[Entries from a pointing dataset]
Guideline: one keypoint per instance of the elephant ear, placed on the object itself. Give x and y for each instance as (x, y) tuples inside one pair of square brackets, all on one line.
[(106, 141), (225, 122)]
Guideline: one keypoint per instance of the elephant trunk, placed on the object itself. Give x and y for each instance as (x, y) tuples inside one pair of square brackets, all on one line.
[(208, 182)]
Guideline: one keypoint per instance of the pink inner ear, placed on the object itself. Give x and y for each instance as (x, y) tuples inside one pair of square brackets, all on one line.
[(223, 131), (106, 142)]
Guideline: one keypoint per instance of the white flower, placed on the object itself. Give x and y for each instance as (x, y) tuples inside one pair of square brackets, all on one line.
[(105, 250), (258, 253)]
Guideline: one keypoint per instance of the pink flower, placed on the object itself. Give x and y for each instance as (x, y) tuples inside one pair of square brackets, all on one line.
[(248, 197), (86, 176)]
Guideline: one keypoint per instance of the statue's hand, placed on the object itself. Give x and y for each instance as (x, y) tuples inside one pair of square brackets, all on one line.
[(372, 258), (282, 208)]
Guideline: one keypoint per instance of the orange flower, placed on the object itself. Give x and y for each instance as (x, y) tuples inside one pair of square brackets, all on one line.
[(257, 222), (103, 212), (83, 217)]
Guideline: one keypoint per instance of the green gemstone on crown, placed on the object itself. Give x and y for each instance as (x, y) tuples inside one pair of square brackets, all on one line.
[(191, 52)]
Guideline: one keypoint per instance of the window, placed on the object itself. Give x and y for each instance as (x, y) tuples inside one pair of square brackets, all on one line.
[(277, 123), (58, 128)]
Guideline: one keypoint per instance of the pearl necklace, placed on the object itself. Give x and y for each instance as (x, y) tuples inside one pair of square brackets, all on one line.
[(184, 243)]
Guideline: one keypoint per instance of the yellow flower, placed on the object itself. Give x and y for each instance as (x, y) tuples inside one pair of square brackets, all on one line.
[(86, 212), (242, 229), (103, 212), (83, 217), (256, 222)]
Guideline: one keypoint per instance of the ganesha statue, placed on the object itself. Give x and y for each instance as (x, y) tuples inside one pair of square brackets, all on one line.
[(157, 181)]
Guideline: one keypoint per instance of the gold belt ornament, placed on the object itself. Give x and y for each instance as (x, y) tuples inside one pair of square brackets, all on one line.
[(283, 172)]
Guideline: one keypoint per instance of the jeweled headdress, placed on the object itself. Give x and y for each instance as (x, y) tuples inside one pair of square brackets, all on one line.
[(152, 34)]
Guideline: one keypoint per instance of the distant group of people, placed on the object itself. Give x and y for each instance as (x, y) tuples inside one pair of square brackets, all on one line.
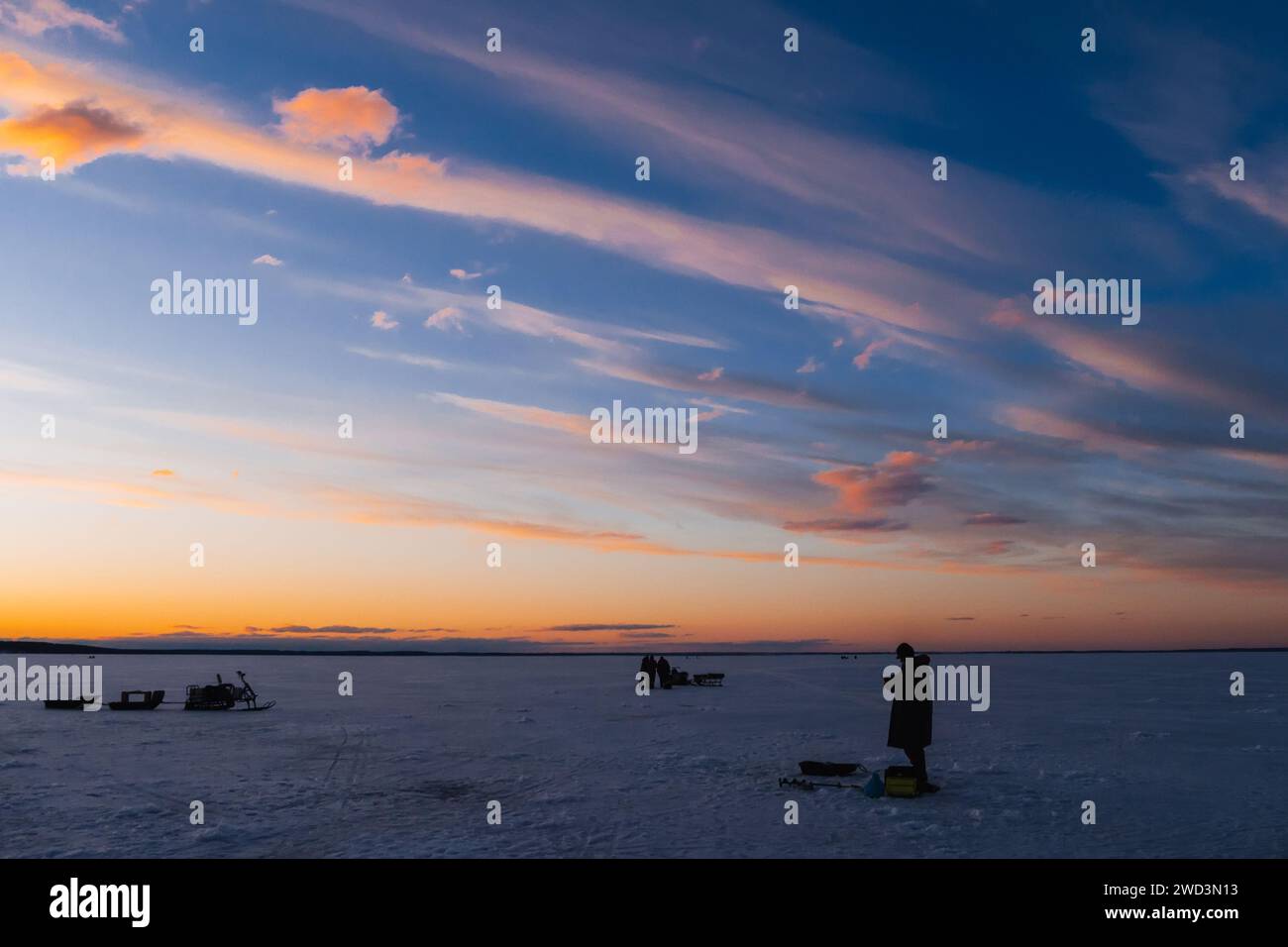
[(658, 671), (910, 720)]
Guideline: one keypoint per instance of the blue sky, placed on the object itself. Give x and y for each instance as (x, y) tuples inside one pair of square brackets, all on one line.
[(516, 169)]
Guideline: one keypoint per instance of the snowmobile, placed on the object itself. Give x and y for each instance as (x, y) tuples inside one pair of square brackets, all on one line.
[(224, 696)]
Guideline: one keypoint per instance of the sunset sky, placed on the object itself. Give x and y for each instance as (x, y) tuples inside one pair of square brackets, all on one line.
[(472, 425)]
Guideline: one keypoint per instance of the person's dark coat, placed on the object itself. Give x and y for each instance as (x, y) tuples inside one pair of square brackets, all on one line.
[(910, 720)]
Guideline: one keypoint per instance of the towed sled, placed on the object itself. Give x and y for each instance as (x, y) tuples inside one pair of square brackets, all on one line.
[(147, 699), (77, 703), (896, 781), (223, 696)]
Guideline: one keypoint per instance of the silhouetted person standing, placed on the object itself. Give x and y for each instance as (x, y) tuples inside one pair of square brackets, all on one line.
[(911, 719)]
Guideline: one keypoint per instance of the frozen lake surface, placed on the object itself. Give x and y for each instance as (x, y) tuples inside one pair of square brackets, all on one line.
[(583, 767)]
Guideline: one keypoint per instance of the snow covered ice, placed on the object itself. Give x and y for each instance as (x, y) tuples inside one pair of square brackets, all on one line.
[(583, 767)]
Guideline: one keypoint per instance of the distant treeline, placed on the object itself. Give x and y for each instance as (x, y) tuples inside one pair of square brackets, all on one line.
[(90, 648)]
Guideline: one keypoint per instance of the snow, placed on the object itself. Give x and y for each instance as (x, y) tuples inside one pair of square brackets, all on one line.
[(583, 767)]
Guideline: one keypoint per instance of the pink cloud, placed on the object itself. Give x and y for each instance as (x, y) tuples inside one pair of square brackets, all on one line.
[(356, 118)]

### TASK DETAILS
Print all of the data above line for line, with every character unchanged. Keep the pictures out of your answer.

### THE OUTPUT
Guideline: one keypoint per instance of the elephant ear, placed on the object itself. Give x and y for each instance as (x, y) tuples inside one pair of square brackets, all on one line.
[(106, 141), (225, 122)]
Guideline: one keypoint per instance of the elephant trunk, placed on the object itself. Give x and y for each instance as (x, y) tuples inside one pair of square brackets, all on one line.
[(208, 182)]
Guideline: one keypoint per instance of the pink inner ear, placed on the object itself. Give x and y for each instance as (x, y) tuples inside one pair of square brackets, all on one line.
[(223, 131), (106, 142)]
Guideline: one keypoint per instance of the white flower, placed on the object itself. Give x and y for each instance as (x, y) tuples inside one pair of square brackets, all on one line.
[(105, 250), (258, 253)]
Guideline: one keypoint per instance of the pink flower, placed on the object itself. Give x and y for each instance as (x, y) tuples inside one pair of square brackets, all on one line.
[(248, 197), (86, 176)]
Guideline: one keypoint per instance of the statue's hand, placed on the object itself. Give x and y for each instance as (x, y) tuples inside one pair of square brackets, all on one line.
[(372, 258), (282, 208)]
Guideline: one keypoint per instance of the orange flower, placed on the object itself. Give x and y for each instance as (x, y) tuples inside one pair of square brackets, all on one line.
[(257, 222), (103, 212), (83, 217)]
Guideline: one keypoint per instance of the green gemstone on crown, placed on the object itself. Give x and y for each instance as (x, y) tuples inside one pair of square brackets, all on one line.
[(191, 52)]
Guideline: one keypoint per instance of the window, placed on the object itself. Give x and y for each instance as (x, y) tuples inside one pair of square brackets, all on one line.
[(277, 123), (58, 128)]
Guideline: one keypoint per instance of the pearl necklace, placed on the object itself. Give x and y for each instance as (x, y) tuples inside one pair of square brackets, all on one line.
[(184, 243)]
Guideline: one keypoint per instance of the yellow flower, placed on the object itself. Give x and y for each instance as (x, y) tuples inside one pair of square brackets, all on one line.
[(86, 212), (242, 229), (103, 212), (83, 217), (256, 222)]
Guideline: one keypoint per instance of the ganesha statue, placed on the object itself. Give x and y for each instance as (x, y) tuples inside one pair of square brackets, all on one line.
[(157, 181)]
Guideline: one keypoint per instance of the gold belt ornament, placed on the object itself. Give x and y for each instance as (x, y) tuples inside one pair of square brackets, all on one line.
[(283, 172)]
Guideline: one keypoint per instance of the jeweled headdress, placed on the object itself. Give x and y for each instance as (x, y) tuples inside one pair of square brackets, all on one line.
[(152, 34)]
Guideline: one keypoint per instance of the distant group of people, placed on the object itself. Give x and y for each instance as (x, y) tuples inside one pair of square brackets, all on one line.
[(658, 671), (910, 720)]
Guideline: one keypoint per instance of the blue sky, placed on the object itself. Give x and y for each instance as (x, y) tuples inside one pair of square brackets, all on one line.
[(516, 169)]
Guideline: one keypoint per instance of the snowmobile, placed on the object itself. Give x and y for each instance as (x, y) tuples inside one pair of square brackets, all on one line.
[(224, 696)]
Guideline: one keypoint per instance of the sunset sky, placed on the object itself. Give x and y for each instance as (x, y) tuples inside one pair of square brackets, all on one line.
[(472, 425)]
Guideline: one keypoint per instance of the person's dark coat, placed on the object itself. Give x and y for each instance as (x, y) tuples inside one pair of square brackets, all on one line.
[(910, 720)]
Guideline: one keypoint per instance of the towed sled, placed on the object itself. Give x and y for each instance as (x, y) tuples inside one pair of square brackets, all on one line.
[(147, 699), (77, 703), (896, 781), (223, 696)]
Guideline: one keypoint per instance of the silhouetted person standing, placed on the object itself. Give x and y for each instance as (x, y) tuples inside one pair of square brackets, all on one line.
[(911, 719)]
Guideline: one keypoint per instance of the frozen lake surface, placed on the object itself. Give x and y for each instance as (x, y) tuples inside one pair of square brackets, all on one line.
[(583, 767)]
Guideline: one keypoint per instance of the snow covered ice, placed on the object itself. Give x and y for each instance as (x, y) tuples inside one pair of square brackets, all on one line.
[(583, 767)]
Guideline: one keypoint per instance of the distant treeline, placed on the object itself. Give x and y for each instance as (x, y) tuples inside one pair of square brackets, all on one line.
[(90, 648)]
Guideline: one keypoint per instance of the snow, placed on the object itself. Give x and y for each instance as (x, y) tuples inside one pair of square brackets, all on one line.
[(583, 767)]
Guideline: one keypoint per instance of the pink cloud, placed on the object itself. Give x and y for each instance as (x, y) tuples inside one pair of square brackets, all on one line.
[(356, 118)]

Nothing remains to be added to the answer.